Information provided:

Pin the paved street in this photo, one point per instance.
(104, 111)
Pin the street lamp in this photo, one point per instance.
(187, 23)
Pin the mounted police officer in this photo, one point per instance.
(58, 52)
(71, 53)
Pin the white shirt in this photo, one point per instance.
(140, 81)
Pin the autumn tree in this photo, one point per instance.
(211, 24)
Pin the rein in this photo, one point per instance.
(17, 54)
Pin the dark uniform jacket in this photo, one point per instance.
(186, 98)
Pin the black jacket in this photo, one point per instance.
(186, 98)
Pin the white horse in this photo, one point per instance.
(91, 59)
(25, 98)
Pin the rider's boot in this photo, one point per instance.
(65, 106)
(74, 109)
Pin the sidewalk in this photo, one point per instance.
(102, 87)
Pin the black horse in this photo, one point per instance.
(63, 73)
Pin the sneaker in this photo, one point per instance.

Written problem:
Reproduce every row above verbatim, in the same order.

Correct output:
Pin the paved street in this photo, one point per instance.
(104, 111)
Pin the street lamp in this photo, one point per instance.
(187, 23)
Pin the mounted police officer in this photo, one point per instance.
(58, 52)
(71, 53)
Pin the white shirt in this photo, one point per instance.
(140, 81)
Pin the autumn tree in this photo, one point per instance.
(211, 24)
Pin the rein in this photo, one point per instance.
(17, 54)
Pin the dark uniform jacket in this photo, one point per instance.
(186, 98)
Pin the black jacket in this photo, one point per instance.
(186, 98)
Pin the white horse in this photo, one point per instance.
(91, 59)
(25, 98)
Pin the rider's boot in this photo, one point per instance.
(65, 106)
(74, 109)
Pin the sidewalk in this photo, one point per instance.
(102, 87)
Pin the black horse in this photo, one point per instance.
(63, 73)
Pin the sneaker in this photo, one point per instance.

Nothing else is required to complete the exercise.